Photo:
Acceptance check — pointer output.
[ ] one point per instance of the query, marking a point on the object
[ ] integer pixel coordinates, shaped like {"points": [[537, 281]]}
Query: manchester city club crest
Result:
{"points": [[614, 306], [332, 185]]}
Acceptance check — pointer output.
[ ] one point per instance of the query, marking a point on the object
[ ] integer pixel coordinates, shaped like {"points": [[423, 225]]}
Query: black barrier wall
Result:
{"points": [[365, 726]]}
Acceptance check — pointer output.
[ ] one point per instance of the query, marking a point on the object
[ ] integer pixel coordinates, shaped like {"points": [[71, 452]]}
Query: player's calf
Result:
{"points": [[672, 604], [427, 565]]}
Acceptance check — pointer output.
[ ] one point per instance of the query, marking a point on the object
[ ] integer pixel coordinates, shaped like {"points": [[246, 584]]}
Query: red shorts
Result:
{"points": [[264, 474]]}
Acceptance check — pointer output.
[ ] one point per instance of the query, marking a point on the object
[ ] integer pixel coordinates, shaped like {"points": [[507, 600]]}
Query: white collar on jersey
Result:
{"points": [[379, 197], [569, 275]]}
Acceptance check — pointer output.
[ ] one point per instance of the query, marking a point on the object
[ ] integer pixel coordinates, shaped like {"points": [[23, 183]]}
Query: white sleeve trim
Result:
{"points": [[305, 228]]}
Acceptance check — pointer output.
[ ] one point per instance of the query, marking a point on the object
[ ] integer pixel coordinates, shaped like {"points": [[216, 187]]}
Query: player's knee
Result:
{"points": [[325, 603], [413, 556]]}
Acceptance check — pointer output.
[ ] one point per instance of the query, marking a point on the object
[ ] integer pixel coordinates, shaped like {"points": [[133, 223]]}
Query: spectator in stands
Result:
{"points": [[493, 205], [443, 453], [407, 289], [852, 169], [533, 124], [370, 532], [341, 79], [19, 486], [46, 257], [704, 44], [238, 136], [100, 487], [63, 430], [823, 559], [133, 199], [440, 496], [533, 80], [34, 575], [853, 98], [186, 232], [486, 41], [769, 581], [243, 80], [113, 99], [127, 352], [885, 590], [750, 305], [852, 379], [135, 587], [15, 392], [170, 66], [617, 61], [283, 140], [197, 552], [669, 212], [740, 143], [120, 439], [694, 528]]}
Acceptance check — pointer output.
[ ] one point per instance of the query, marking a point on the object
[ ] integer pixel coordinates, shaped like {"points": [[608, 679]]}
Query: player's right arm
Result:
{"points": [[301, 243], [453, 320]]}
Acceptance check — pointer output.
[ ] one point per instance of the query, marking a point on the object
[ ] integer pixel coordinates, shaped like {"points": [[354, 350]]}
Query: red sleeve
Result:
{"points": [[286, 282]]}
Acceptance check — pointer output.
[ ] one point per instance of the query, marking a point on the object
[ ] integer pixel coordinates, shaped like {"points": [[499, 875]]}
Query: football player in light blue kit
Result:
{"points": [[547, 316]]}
☆ ☆ ☆ ☆
WHAT YOU ARE ASKED TO DO:
Determine the count of lines in the data that contain the string "player", and reply with that count alone.

EXERCISE RESULT:
4